**Stored records**.
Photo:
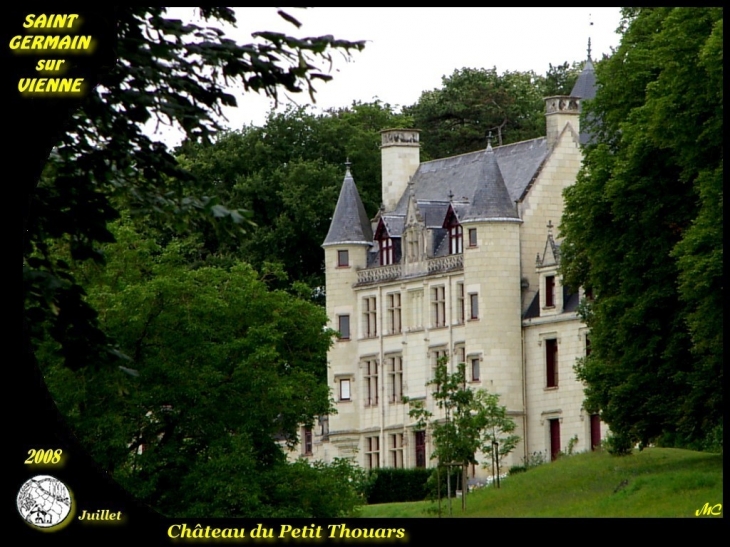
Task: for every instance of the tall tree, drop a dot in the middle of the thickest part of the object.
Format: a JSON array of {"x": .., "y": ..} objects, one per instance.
[
  {"x": 288, "y": 173},
  {"x": 643, "y": 230},
  {"x": 103, "y": 160},
  {"x": 457, "y": 117},
  {"x": 222, "y": 373}
]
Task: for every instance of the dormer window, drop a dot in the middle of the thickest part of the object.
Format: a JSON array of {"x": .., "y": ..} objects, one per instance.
[
  {"x": 456, "y": 240},
  {"x": 386, "y": 251},
  {"x": 456, "y": 232},
  {"x": 386, "y": 255}
]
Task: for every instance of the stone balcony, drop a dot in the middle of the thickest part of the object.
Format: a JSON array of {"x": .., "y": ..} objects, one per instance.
[{"x": 393, "y": 272}]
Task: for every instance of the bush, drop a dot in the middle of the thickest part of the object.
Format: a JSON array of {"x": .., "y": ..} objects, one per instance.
[{"x": 389, "y": 485}]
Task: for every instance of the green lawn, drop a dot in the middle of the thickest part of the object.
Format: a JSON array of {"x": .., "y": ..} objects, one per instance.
[{"x": 657, "y": 482}]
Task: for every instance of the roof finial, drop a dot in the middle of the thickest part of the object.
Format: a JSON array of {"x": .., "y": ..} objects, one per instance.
[{"x": 590, "y": 24}]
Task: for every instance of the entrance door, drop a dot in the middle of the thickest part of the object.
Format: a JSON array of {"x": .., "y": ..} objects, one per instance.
[{"x": 554, "y": 439}]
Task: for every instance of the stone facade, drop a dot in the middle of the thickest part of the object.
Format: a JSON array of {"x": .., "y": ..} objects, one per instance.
[{"x": 460, "y": 262}]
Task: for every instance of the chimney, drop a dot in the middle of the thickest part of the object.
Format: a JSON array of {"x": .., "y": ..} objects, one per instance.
[{"x": 400, "y": 157}]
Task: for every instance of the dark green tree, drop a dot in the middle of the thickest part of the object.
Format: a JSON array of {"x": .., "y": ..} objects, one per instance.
[
  {"x": 288, "y": 173},
  {"x": 643, "y": 230},
  {"x": 103, "y": 161},
  {"x": 472, "y": 421},
  {"x": 457, "y": 117},
  {"x": 222, "y": 373}
]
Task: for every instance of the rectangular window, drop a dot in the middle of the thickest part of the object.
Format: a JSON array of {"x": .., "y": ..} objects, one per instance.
[
  {"x": 396, "y": 450},
  {"x": 394, "y": 313},
  {"x": 371, "y": 382},
  {"x": 420, "y": 445},
  {"x": 438, "y": 307},
  {"x": 551, "y": 362},
  {"x": 370, "y": 317},
  {"x": 343, "y": 325},
  {"x": 474, "y": 304},
  {"x": 395, "y": 380},
  {"x": 472, "y": 237},
  {"x": 343, "y": 259},
  {"x": 549, "y": 291},
  {"x": 307, "y": 441},
  {"x": 475, "y": 370},
  {"x": 372, "y": 452},
  {"x": 345, "y": 390}
]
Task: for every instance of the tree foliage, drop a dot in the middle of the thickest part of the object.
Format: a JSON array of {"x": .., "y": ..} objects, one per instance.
[
  {"x": 222, "y": 373},
  {"x": 457, "y": 117},
  {"x": 167, "y": 71},
  {"x": 288, "y": 173},
  {"x": 472, "y": 421},
  {"x": 643, "y": 229}
]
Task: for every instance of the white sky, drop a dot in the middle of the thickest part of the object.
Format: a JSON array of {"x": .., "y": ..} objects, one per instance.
[{"x": 409, "y": 50}]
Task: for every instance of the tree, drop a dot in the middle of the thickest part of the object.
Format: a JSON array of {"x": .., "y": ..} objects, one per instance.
[
  {"x": 472, "y": 421},
  {"x": 288, "y": 173},
  {"x": 643, "y": 229},
  {"x": 103, "y": 161},
  {"x": 457, "y": 117},
  {"x": 222, "y": 374}
]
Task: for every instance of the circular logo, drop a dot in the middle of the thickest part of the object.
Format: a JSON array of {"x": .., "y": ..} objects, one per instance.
[{"x": 44, "y": 501}]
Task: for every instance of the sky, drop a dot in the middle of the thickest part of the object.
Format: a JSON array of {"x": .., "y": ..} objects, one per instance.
[{"x": 409, "y": 50}]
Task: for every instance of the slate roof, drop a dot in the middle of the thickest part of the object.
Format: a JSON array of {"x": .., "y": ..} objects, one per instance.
[
  {"x": 585, "y": 88},
  {"x": 459, "y": 175},
  {"x": 491, "y": 198},
  {"x": 350, "y": 223}
]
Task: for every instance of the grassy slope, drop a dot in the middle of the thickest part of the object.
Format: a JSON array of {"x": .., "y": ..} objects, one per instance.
[{"x": 658, "y": 482}]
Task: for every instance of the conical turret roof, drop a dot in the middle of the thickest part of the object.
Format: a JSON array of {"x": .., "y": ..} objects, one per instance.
[
  {"x": 350, "y": 223},
  {"x": 491, "y": 199}
]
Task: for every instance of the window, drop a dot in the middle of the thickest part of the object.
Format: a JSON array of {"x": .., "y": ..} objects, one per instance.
[
  {"x": 395, "y": 379},
  {"x": 386, "y": 251},
  {"x": 554, "y": 438},
  {"x": 372, "y": 452},
  {"x": 551, "y": 362},
  {"x": 475, "y": 370},
  {"x": 438, "y": 307},
  {"x": 371, "y": 382},
  {"x": 343, "y": 325},
  {"x": 345, "y": 389},
  {"x": 472, "y": 237},
  {"x": 420, "y": 445},
  {"x": 396, "y": 450},
  {"x": 549, "y": 291},
  {"x": 595, "y": 432},
  {"x": 394, "y": 313},
  {"x": 370, "y": 317},
  {"x": 415, "y": 305},
  {"x": 474, "y": 304},
  {"x": 456, "y": 237},
  {"x": 307, "y": 441}
]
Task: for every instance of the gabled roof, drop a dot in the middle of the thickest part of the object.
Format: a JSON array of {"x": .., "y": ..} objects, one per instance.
[
  {"x": 458, "y": 176},
  {"x": 350, "y": 223},
  {"x": 491, "y": 199}
]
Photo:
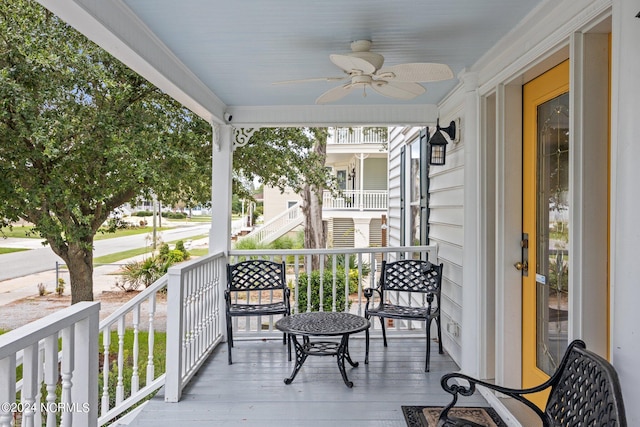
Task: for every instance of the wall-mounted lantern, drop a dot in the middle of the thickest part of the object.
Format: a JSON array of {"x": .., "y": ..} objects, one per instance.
[{"x": 438, "y": 143}]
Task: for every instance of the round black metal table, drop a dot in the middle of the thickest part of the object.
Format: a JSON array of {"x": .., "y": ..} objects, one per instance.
[{"x": 322, "y": 324}]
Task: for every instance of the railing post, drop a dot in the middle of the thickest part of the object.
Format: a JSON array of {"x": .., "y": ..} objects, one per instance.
[
  {"x": 173, "y": 378},
  {"x": 7, "y": 388},
  {"x": 84, "y": 393}
]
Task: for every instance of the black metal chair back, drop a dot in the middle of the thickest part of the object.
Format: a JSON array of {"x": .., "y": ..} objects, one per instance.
[
  {"x": 246, "y": 283},
  {"x": 411, "y": 277}
]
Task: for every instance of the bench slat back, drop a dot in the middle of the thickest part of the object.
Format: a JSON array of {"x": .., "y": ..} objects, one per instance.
[{"x": 587, "y": 392}]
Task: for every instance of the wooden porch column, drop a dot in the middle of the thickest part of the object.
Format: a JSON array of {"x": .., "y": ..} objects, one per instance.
[
  {"x": 222, "y": 158},
  {"x": 471, "y": 331},
  {"x": 625, "y": 203}
]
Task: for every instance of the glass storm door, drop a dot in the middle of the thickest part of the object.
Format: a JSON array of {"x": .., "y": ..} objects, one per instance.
[{"x": 545, "y": 225}]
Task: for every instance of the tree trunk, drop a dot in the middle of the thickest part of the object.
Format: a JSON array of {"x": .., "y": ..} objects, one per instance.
[
  {"x": 79, "y": 260},
  {"x": 315, "y": 236}
]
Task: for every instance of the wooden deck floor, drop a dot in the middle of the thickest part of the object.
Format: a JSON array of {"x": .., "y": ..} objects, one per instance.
[{"x": 251, "y": 392}]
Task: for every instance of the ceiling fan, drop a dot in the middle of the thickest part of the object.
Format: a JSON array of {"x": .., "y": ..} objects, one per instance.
[{"x": 363, "y": 68}]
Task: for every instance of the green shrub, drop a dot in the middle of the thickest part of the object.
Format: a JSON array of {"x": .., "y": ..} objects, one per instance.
[
  {"x": 327, "y": 294},
  {"x": 174, "y": 215},
  {"x": 180, "y": 247}
]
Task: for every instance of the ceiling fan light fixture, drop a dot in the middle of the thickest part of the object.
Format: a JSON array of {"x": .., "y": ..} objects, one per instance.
[{"x": 363, "y": 67}]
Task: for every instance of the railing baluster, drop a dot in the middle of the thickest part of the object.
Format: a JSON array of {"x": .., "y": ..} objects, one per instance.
[
  {"x": 37, "y": 416},
  {"x": 7, "y": 388},
  {"x": 29, "y": 383},
  {"x": 51, "y": 375},
  {"x": 151, "y": 340},
  {"x": 135, "y": 377},
  {"x": 66, "y": 373},
  {"x": 106, "y": 342},
  {"x": 334, "y": 261},
  {"x": 120, "y": 381}
]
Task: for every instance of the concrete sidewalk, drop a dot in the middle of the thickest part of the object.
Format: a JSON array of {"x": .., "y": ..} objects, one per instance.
[{"x": 104, "y": 277}]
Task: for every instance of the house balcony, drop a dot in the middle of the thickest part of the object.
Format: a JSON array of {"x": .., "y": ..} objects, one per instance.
[
  {"x": 362, "y": 200},
  {"x": 72, "y": 345},
  {"x": 354, "y": 136}
]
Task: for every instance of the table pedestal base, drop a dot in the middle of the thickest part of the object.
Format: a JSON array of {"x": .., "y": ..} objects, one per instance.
[{"x": 322, "y": 348}]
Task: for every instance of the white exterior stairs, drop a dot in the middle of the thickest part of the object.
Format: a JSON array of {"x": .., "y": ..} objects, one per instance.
[{"x": 277, "y": 227}]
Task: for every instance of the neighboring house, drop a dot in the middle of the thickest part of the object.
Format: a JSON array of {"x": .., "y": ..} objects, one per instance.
[{"x": 357, "y": 158}]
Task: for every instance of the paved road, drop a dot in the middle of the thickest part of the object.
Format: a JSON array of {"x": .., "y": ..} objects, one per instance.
[{"x": 38, "y": 259}]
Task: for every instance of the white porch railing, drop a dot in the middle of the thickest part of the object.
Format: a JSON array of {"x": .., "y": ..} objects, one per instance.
[
  {"x": 75, "y": 329},
  {"x": 277, "y": 226},
  {"x": 356, "y": 200},
  {"x": 130, "y": 316},
  {"x": 195, "y": 325},
  {"x": 194, "y": 321}
]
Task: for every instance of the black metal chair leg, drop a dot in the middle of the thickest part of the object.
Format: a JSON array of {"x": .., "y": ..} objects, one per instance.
[
  {"x": 366, "y": 352},
  {"x": 229, "y": 339},
  {"x": 428, "y": 349},
  {"x": 384, "y": 332},
  {"x": 439, "y": 335}
]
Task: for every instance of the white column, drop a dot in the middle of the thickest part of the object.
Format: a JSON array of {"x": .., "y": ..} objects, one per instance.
[
  {"x": 361, "y": 197},
  {"x": 361, "y": 232},
  {"x": 471, "y": 320},
  {"x": 625, "y": 202},
  {"x": 222, "y": 158}
]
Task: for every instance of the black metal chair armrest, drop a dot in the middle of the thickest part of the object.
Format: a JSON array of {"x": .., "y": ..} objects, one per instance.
[
  {"x": 585, "y": 390},
  {"x": 368, "y": 292},
  {"x": 450, "y": 385}
]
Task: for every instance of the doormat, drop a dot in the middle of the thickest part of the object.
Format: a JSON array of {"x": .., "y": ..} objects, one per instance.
[{"x": 427, "y": 416}]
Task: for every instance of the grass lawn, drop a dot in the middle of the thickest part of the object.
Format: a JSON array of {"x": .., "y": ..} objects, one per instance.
[
  {"x": 21, "y": 231},
  {"x": 119, "y": 256},
  {"x": 128, "y": 232},
  {"x": 9, "y": 250}
]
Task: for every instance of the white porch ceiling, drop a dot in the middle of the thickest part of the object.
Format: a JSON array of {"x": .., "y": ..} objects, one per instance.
[{"x": 216, "y": 56}]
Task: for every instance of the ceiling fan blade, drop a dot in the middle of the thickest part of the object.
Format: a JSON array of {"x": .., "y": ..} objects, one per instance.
[
  {"x": 417, "y": 72},
  {"x": 399, "y": 90},
  {"x": 313, "y": 79},
  {"x": 349, "y": 63},
  {"x": 335, "y": 94}
]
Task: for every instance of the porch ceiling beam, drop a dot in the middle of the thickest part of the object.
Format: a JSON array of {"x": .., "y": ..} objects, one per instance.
[
  {"x": 334, "y": 115},
  {"x": 115, "y": 28}
]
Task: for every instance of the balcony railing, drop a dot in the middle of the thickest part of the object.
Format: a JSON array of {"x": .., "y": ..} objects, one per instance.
[
  {"x": 195, "y": 325},
  {"x": 359, "y": 136},
  {"x": 356, "y": 200}
]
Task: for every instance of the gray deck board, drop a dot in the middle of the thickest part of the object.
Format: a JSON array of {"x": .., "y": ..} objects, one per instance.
[{"x": 251, "y": 392}]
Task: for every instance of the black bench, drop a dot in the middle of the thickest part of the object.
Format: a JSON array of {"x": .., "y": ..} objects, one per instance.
[
  {"x": 584, "y": 391},
  {"x": 405, "y": 279},
  {"x": 246, "y": 283}
]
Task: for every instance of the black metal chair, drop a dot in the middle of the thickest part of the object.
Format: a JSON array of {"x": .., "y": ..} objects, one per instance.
[
  {"x": 246, "y": 281},
  {"x": 584, "y": 391},
  {"x": 407, "y": 277}
]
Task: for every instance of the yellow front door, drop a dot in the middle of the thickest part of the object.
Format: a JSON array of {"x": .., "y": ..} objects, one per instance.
[{"x": 545, "y": 225}]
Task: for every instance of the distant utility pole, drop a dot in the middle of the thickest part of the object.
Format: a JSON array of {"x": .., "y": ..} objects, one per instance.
[{"x": 155, "y": 211}]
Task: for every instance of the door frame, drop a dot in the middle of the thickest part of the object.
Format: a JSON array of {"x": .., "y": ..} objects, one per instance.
[
  {"x": 546, "y": 87},
  {"x": 588, "y": 54}
]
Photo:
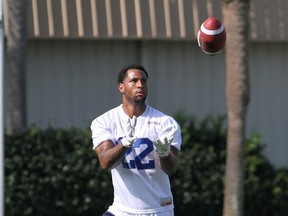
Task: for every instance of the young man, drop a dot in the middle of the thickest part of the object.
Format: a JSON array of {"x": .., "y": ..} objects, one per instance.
[{"x": 139, "y": 145}]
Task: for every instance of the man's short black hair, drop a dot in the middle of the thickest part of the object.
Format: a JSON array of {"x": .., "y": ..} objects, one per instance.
[{"x": 123, "y": 71}]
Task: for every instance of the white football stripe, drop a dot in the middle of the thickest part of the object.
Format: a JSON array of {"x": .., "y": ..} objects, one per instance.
[{"x": 211, "y": 32}]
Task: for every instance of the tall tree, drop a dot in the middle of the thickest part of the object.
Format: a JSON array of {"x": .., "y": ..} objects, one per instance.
[
  {"x": 16, "y": 64},
  {"x": 236, "y": 21}
]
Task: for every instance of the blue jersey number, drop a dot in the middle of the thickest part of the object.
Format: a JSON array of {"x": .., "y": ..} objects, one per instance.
[{"x": 138, "y": 162}]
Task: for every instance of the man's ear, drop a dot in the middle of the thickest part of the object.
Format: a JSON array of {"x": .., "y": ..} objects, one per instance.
[{"x": 121, "y": 87}]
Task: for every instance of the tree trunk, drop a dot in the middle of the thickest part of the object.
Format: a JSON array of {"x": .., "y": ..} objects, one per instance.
[
  {"x": 16, "y": 64},
  {"x": 236, "y": 21}
]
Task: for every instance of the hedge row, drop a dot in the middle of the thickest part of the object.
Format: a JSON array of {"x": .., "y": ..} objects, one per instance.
[{"x": 56, "y": 172}]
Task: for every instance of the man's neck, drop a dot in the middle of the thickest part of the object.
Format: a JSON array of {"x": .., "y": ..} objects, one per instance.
[{"x": 131, "y": 110}]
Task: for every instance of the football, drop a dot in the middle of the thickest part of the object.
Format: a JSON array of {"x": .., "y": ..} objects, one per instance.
[{"x": 211, "y": 36}]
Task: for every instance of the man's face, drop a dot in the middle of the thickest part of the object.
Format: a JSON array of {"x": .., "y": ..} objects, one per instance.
[{"x": 134, "y": 86}]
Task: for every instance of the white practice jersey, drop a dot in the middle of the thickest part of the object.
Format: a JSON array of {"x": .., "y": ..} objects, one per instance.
[{"x": 140, "y": 186}]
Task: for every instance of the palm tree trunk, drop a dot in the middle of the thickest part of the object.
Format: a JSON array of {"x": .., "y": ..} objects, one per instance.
[
  {"x": 16, "y": 64},
  {"x": 235, "y": 18}
]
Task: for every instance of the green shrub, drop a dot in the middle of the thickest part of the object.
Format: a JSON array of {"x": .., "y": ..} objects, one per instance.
[{"x": 56, "y": 172}]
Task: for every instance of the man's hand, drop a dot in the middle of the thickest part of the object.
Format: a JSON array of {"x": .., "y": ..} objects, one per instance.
[
  {"x": 163, "y": 143},
  {"x": 130, "y": 137}
]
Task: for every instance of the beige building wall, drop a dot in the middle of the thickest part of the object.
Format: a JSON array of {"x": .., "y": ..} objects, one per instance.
[{"x": 71, "y": 82}]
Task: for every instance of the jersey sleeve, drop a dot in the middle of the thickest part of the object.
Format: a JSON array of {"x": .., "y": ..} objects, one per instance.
[{"x": 101, "y": 131}]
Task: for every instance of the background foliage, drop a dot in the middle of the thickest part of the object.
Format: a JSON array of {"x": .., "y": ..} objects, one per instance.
[{"x": 56, "y": 172}]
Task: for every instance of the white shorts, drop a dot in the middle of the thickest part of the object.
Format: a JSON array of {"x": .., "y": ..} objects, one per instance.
[{"x": 116, "y": 212}]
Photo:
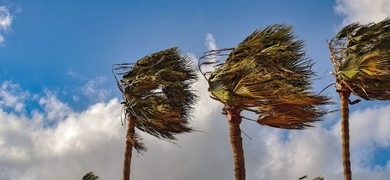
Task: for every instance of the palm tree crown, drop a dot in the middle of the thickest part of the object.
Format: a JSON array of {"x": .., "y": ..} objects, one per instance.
[
  {"x": 269, "y": 74},
  {"x": 157, "y": 94},
  {"x": 360, "y": 55}
]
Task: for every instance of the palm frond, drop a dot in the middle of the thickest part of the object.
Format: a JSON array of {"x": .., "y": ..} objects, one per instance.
[
  {"x": 269, "y": 70},
  {"x": 157, "y": 93},
  {"x": 360, "y": 55}
]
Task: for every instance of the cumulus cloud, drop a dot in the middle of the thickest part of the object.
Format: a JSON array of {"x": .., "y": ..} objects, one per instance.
[
  {"x": 5, "y": 22},
  {"x": 363, "y": 11},
  {"x": 93, "y": 140},
  {"x": 12, "y": 96}
]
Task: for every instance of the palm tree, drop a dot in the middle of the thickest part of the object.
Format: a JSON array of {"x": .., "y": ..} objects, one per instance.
[
  {"x": 157, "y": 98},
  {"x": 90, "y": 176},
  {"x": 360, "y": 54},
  {"x": 268, "y": 74}
]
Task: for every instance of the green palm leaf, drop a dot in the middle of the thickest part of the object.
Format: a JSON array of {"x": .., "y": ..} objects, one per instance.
[
  {"x": 157, "y": 94},
  {"x": 361, "y": 58},
  {"x": 269, "y": 71}
]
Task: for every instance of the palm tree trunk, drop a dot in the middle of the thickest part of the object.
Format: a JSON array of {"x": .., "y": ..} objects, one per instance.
[
  {"x": 128, "y": 147},
  {"x": 234, "y": 120},
  {"x": 344, "y": 94}
]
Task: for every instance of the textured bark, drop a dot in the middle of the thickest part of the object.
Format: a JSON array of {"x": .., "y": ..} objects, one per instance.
[
  {"x": 344, "y": 95},
  {"x": 128, "y": 147},
  {"x": 234, "y": 120}
]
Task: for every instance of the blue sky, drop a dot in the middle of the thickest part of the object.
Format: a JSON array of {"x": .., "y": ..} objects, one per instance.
[{"x": 59, "y": 105}]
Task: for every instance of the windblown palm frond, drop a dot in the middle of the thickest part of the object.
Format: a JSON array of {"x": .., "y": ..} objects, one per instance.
[
  {"x": 156, "y": 91},
  {"x": 360, "y": 55},
  {"x": 268, "y": 73},
  {"x": 90, "y": 176}
]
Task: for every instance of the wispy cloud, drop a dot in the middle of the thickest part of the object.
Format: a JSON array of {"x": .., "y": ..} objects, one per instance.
[
  {"x": 363, "y": 11},
  {"x": 5, "y": 22}
]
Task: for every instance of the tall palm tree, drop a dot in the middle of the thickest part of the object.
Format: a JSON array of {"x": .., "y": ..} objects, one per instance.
[
  {"x": 360, "y": 54},
  {"x": 157, "y": 98},
  {"x": 90, "y": 176},
  {"x": 268, "y": 74}
]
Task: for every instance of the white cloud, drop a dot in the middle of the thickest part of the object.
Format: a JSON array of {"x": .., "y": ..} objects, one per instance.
[
  {"x": 56, "y": 110},
  {"x": 93, "y": 140},
  {"x": 5, "y": 22},
  {"x": 11, "y": 96},
  {"x": 363, "y": 11}
]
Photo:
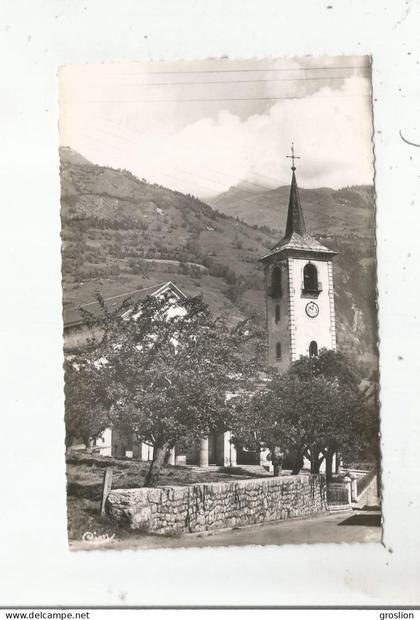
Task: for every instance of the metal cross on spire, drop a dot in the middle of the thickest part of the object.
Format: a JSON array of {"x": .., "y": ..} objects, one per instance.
[{"x": 293, "y": 157}]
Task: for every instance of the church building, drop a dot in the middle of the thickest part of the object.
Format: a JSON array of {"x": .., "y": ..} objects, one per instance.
[{"x": 299, "y": 291}]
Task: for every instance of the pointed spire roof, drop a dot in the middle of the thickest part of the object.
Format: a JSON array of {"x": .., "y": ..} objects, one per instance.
[
  {"x": 296, "y": 239},
  {"x": 295, "y": 221}
]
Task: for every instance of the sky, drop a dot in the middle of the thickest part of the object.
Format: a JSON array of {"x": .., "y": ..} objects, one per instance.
[{"x": 201, "y": 127}]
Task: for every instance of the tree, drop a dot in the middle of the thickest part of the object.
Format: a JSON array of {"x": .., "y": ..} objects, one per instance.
[
  {"x": 258, "y": 421},
  {"x": 312, "y": 411},
  {"x": 167, "y": 369},
  {"x": 342, "y": 418}
]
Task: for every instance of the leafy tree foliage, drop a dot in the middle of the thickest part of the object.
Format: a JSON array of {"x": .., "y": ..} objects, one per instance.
[
  {"x": 86, "y": 415},
  {"x": 165, "y": 371}
]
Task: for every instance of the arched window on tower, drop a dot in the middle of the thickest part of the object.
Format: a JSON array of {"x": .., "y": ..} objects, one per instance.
[
  {"x": 313, "y": 349},
  {"x": 276, "y": 283},
  {"x": 310, "y": 278}
]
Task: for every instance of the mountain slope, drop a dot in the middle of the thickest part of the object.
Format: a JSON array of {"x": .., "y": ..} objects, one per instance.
[
  {"x": 121, "y": 234},
  {"x": 344, "y": 212}
]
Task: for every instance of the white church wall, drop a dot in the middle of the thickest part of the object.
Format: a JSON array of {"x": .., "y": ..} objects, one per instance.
[{"x": 305, "y": 329}]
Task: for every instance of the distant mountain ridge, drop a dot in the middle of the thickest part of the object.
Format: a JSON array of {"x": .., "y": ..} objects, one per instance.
[
  {"x": 345, "y": 211},
  {"x": 120, "y": 233}
]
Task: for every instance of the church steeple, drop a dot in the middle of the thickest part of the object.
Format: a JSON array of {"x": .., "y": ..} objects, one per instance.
[{"x": 295, "y": 222}]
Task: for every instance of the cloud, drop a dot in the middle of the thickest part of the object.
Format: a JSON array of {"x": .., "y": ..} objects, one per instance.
[{"x": 331, "y": 130}]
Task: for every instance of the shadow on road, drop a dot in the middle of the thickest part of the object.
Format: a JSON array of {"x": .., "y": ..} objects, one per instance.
[{"x": 370, "y": 519}]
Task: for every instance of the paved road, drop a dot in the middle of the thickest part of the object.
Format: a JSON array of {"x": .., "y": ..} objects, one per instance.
[{"x": 357, "y": 526}]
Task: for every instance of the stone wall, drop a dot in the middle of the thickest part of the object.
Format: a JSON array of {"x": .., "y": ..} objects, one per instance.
[{"x": 213, "y": 506}]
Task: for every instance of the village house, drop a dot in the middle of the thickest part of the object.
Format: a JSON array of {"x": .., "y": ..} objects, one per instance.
[{"x": 300, "y": 320}]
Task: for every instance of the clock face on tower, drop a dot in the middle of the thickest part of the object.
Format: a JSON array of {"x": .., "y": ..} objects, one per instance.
[{"x": 312, "y": 309}]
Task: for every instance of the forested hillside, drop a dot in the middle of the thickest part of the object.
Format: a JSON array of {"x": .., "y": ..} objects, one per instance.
[{"x": 121, "y": 233}]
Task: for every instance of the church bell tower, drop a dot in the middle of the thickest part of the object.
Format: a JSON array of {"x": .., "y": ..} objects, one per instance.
[{"x": 299, "y": 290}]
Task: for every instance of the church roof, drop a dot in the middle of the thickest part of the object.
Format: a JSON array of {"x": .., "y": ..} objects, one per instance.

**Direction**.
Keep only the lines from the one containing "Task: for every instance of the church steeple, drop" to the end of the entries, and repeat them exactly.

**Answer to this problem**.
Task: for every instance of the church steeple, drop a dot in the middle of the thickest part of the object.
Format: a JSON array of {"x": .., "y": ..} objects, one per instance.
[{"x": 295, "y": 222}]
Task: for every instance of the cloud, drop a dot in the middle of the thickest part of the object.
Format: a JSON array of {"x": .., "y": ..} objects, one per instance.
[{"x": 331, "y": 130}]
Task: for every instance of the shadow on road, drop a dot in the middle of the thickest part of the object.
Format: a JSON array of {"x": .., "y": ..} objects, one per instance.
[{"x": 370, "y": 519}]
Task: for every instance of the paved road, drop a dot in the middle of the thickest part of the object.
Format: a JSON array of {"x": .., "y": ..} objects, one per instance.
[{"x": 357, "y": 526}]
Task: for every instance of the stone wall, drop a dot in the middle of the thickest part of the object.
Format: a JSON array of {"x": .., "y": ..} objects, one per instance.
[{"x": 213, "y": 506}]
Task: for every instance of the village house, drop a dot in the middle of the thickest part of the object.
Format: a JSON array of {"x": .., "y": ..} objects, one per instance.
[{"x": 300, "y": 320}]
Task: for every instance of the clock face on tower, drop a dot in the middle of the thickest part of the object.
Format: a JSON array of {"x": .., "y": ..} objects, one per instance.
[{"x": 312, "y": 309}]
Task: for every instance of the forested hillside, drop a dot in the middle of the thickest part of the object.
Format: a JSON array of {"x": .., "y": ..} objects, one per instance.
[{"x": 121, "y": 233}]
Task: for every instance of the church bell tower, drop a dot in the middle of the thickest part of the object.
Format: a JSON array of {"x": .., "y": ..} objects, one per instance.
[{"x": 299, "y": 290}]
Task: for every instance of the church roof, drop a dot in the middle of the thickest part of the object.
Format: a JSON array of {"x": .., "y": ..} objects, one per instance.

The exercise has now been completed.